Document extract:
- - - -
The year 2011 was named “The International Year of Forests” in order to convey worldwide considerations and worries to the forests. Forests cover around 33% of the earth’s land surface and are crucial not only for environment, but also for human beings, providing numerous environmental advantages, including a noteworthy role in the water and carbon cycle, soil protection, prevention of climate change, and conservation of biodiversity-biological diversity. A great deal of people lives in and depend upon them for practically everything, from shelter to medication to daily food. Enough
confirmation is available that the entire world is confronting an environmental crisis because of substantial deforestation. Deforestation is the permanent destruction of native forests and woods. The world’s forests continue to vanish at a threatening speed. In some places, the green and lively Earth is transforming into desolate and dead areas. Deforestation is a huge ongoing process caused by multiple direct and indirect reasons and threatening the health of human beings and the environment through wildlife extinction, increasing global warming, climate change, floods, and soil erosion.
The reasons of deforestation can be divided into 2 groups: direct and indirect or underlying. According to Culas, deforestation is a complex process generated by different causes at different levels (qtd. in Daniels 80). One of the biggest direct causes of deforestation is agriculture, transformation forests to croplands and pastures or fields. Ranchers or farmers cut forests to make available areas for
raising livestock (farm animals) or growing crops (plants, plant products) until the soil is exhausted of nutrients and turned into worthless areas. Then, farmers move on to clear more forest. For instance, in Latin America the majority of the deforested land ended up as pasture or field used to raise cattle in extensive grazing systems (Daniels 74-90). Another method of destroying forests for agriculture use is process called slash and burn agriculture when small farmers clear a few acres by cutting down trees and burning them. The second direct cause of deforestation is logging operations, the process of cutting down trees and
transporting the logs to make wood and paper supplies or use as a fuel. If farmers are motivated by using forest lands for agriculture, then loggers are motivated by using cut down trees for commercial interest. Countless trees are cut down each year to satisfy worldwide demand of wood products by loggers, mostly in Southeast Asia. Loggers, often acting illegally, also build roads to get into more and more remote forests, which lead to further deforestation. The roads and the logged areas turn into an attraction for farmers and ranchers who slash and burn the remaining forest completing the deforestation chain that started with road building (Lindsey 3). In other cases, forests that have been destroyed by logging become the most likely to catch fire and are eventually deforested by repeated accidental fires from neighboring farms or pastures.
- - - -
Stored data entries:

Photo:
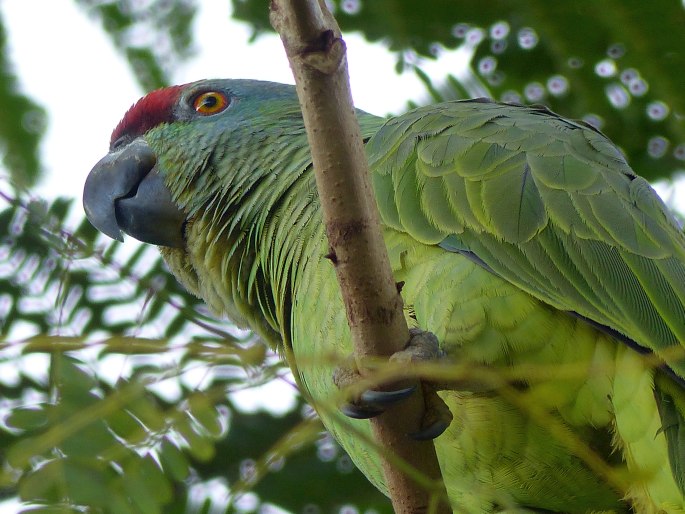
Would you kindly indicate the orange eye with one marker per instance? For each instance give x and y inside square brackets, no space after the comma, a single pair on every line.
[210,102]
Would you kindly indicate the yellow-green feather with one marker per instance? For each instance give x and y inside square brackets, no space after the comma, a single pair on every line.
[547,218]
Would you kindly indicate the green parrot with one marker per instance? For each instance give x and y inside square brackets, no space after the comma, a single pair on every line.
[526,245]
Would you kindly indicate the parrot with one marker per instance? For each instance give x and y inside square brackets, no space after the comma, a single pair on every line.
[525,245]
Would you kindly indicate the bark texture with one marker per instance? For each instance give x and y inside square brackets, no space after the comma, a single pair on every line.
[317,56]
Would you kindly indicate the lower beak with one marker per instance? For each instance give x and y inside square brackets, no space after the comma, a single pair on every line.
[124,192]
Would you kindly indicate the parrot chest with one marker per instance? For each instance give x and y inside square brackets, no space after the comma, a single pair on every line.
[493,451]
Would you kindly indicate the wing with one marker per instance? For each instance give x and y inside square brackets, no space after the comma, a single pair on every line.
[548,204]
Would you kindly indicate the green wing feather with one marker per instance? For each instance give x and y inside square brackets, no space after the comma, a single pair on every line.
[546,203]
[551,206]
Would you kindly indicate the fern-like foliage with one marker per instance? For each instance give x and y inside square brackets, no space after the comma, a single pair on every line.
[118,387]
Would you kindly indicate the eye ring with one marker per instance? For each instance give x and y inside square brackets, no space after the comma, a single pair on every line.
[210,102]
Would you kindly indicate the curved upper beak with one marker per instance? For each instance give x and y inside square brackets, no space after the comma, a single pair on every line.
[124,192]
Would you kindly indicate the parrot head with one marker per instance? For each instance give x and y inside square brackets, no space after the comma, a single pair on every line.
[161,168]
- - - -
Prompt A: Condense the paragraph of the deforestation essay that begins "The year 2011 was named" into a short bulleted list that keeps its main facts.
Prompt B: According to the deforestation essay, what did most of the deforested land in Latin America end up as?
Prompt C: Write the next part of the deforestation essay, starting after its final sentence.
These entries have nothing to do with the deforestation essay.

Response A:
- 2011 was named "The International Year of Forests" to convey worldwide concern for forests.
- Forests cover about 33% of the earth's land surface.
- They play a role in the water and carbon cycle, protect soil, help prevent climate change and conserve biodiversity.
- Many people live in forests and depend on them for shelter, medication and daily food.
- There is enough evidence that the world faces an environmental crisis caused by substantial deforestation, the permanent destruction of native forests and woods.
- Forests are vanishing at a threatening speed, and some green areas are becoming desolate.
- Deforestation has many direct and indirect causes and threatens people and the environment through wildlife extinction, global warming, climate change, floods and soil erosion.

Response B: Pasture or fields used to raise cattle in extensive grazing systems.

Response C:
Not all causes of deforestation are direct and obvious. Indirect or underlying causes of deforestation, for instance, poverty and unemployment, population growth, and overconsumption by consumers in developed countries, usually are combined. As population increases, natural resources such as forests, water and air, which are not endless, become scarce. More importantly, the rate of growth of low-income households
increases faster than that of high-income households, and poverty becomes more widespread (Stenberg 12-15). Unfortunately, these phenomena are related to the problem of deforestation. The poverty forces people to occupy forests to pursue subsistence agriculture. Moreover, as population increases, the demand for food and housing also increases. As a result, deforestation’s rate increases in order to satisfy people’s needs. Stenberg points out that “Countries experiencing deforestation at present times are less developed countries such as Brazil, Indonesia and the Philippines, plagued by overpopulation and extreme poverty” (12). On the other hand, the rate of deforestation increases in less developed countries not only to satisfy their demand of food or wood products, but also satisfy consumers’ needs in developed countries. Thus, overconsumption by developed countries increases deforestation in less developed countries, and this chain reaction goes on and on.
The rate of deforestation, at present times, continues to increase due to these direct and underlying causes, which are connected to each other and are causing irreversible changes to the environment, from extinction of biodiversity to global warming to climate change. “If this rate of deforestation continues, the world’s rainforests could completely vanish in the next 100 years, along with most of the world’s species of plants and animals,” reports NASA (qtd. in Mazhukhina). One of the major effects of deforestation is loss of habitat or home for millions of species. “Eighty percent of Earth’s land animals and plants live in forests, and many cannot survive the deforestation that destroys their homes,” adds National Geographic Society. In addition, the picture is more dramatic than it seems. Kolbert believes that tropical rainforest deforestation is one of the reasons that lead to the ongoing sixth, or Holocene, mass extinction (96-98). The ongoing sixth extinction can cause a great deal of diseases due to disruption of ecosystem. Furthermore, rainforests also produce 25 percent of the plants used to make modern medicine such as medicines used to treat leukemia and malaria (Mazhukhina), and the loss of these plants could be fatal for many human lives. Besides, some of the food people consume comes from tropical forests. In summary, deforestation has a huge negative impact not only on fauna and flora, but also on humans who rely on them.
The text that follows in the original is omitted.